### PROVIDED TEXT
We hope this helps answer any questions about your child's report card. Amby will be at school on Monday. Lynnea will be on the Back to Back trip with the fifth graders in France. Please call or e-mail if you have any other questions. Also, there are a couple of monument projects here if you would like those back.
Have a wonderful summer! They have worked so hard and are ready for a break!
Fondly,
Amby and Lynnea

Thursday, May 15, 2008

May Update

Hello Families!

This is a long update. We have put action items at the top. Please keep reading for more details!

We have finished Word Study! We decided to end a week early to gain more time for our Washington, D.C. projects. Thank you very much for your support and flexibility. Thank you so much to those who came to help! We couldn’t have done it without you! Feel free to recycle the last set of words. Students thought our suggestion of saving them for summer review was hilarious! (If you are signed up for next week, consider next Friday instead, more details below!)

We are kicking off our Washington, D.C. unit! Those of you with older siblings will probably remember this one! There is a lot of detail below, but here are the “must know” pieces of information:

Students are not required to do ANY work outside of school! All bonus projects are purely voluntary.
Students will be giving VERY short speeches on their projects May 27-30. We will send out a schedule next week so you know when your child is presenting. We would love to have you join us if you can make it!
We would love volunteers to help kids practice their speeches on FRIDAY, MAY 23rd. We need help from *9:00-9:30* for the Amerindiens group and *10:00-10:30* for the “Voyageurs” group. Please e-mail if you would like to help. If you are unsure of which group your child is in, check the “wiki” website: www.3rdgradeenglishlanguagearts.pbwiki.com and click on West English Groups.

Students will be choosing their monuments this Friday.

### PROVIDED MATERIAL
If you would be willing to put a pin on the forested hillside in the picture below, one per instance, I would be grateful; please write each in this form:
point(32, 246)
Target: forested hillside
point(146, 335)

### DIRECTION A
From the class newsletter, return the passage that begins at the words "Have a wonderful" and stops after the words "more details below!)".
### DIRECTION B
In the class newsletter, on what day and at what time are volunteers needed to help the Amerindiens group practice their speeches?
### DIRECTION C
Extend the class newsletter with a few more sentences that pick up after its final line.

### EXERCISE RESPONSE A
Have a wonderful summer! They have worked so hard and are ready for a break!
Fondly,
Amby and Lynnea

Thursday, May 15, 2008

May Update

Hello Families!

This is a long update. We have put action items at the top. Please keep reading for more details!

We have finished Word Study! We decided to end a week early to gain more time for our Washington, D.C. projects. Thank you very much for your support and flexibility. Thank you so much to those who came to help! We couldn’t have done it without you! Feel free to recycle the last set of words. Students thought our suggestion of saving them for summer review was hilarious! (If you are signed up for next week, consider next Friday instead, more details below!)

### EXERCISE RESPONSE B
Friday, May 23rd, from 9:00 to 9:30.

### EXERCISE RESPONSE C
Okay- now for the details! Part of the Social Studies curriculum in third grade is government. Homeroom teachers cover the state and local governments in class, but the federal government has always been covered in English. As you can imagine, it is hard to find good materials in French! This is always one of the high points of the year! The state standards changed recently from a focus on the city of Washington, D.C. to the three branches of government and the Constitution. The monuments are still part of the standard, but are no longer the focus, therefore we are not doing the huge research project we have done in the past. We have covered a brief history of the city. We have been working on text mapping and brace mapping to organize the information on the branches of government. We have tried to do interactive reading to highlight main ideas and new vocabulary. It’s a great way to really delve into the way non-fiction is organized. They are also looking at the way the branches of government work together. On Friday, we will select monuments to research and begin looking at information. They will be writing a short descriptive piece on the monument, with an emphasis on sensory language. Because these are short pieces, they will be able to polish and complete the project in about a week. They will give a very short (some may be 30 seconds!) speech about their monument. Our main goals here are to speak loudly and clearly and try to make eye contact. These are the required elements to the project and they will all be completed during the regular school day. No homework is required....however...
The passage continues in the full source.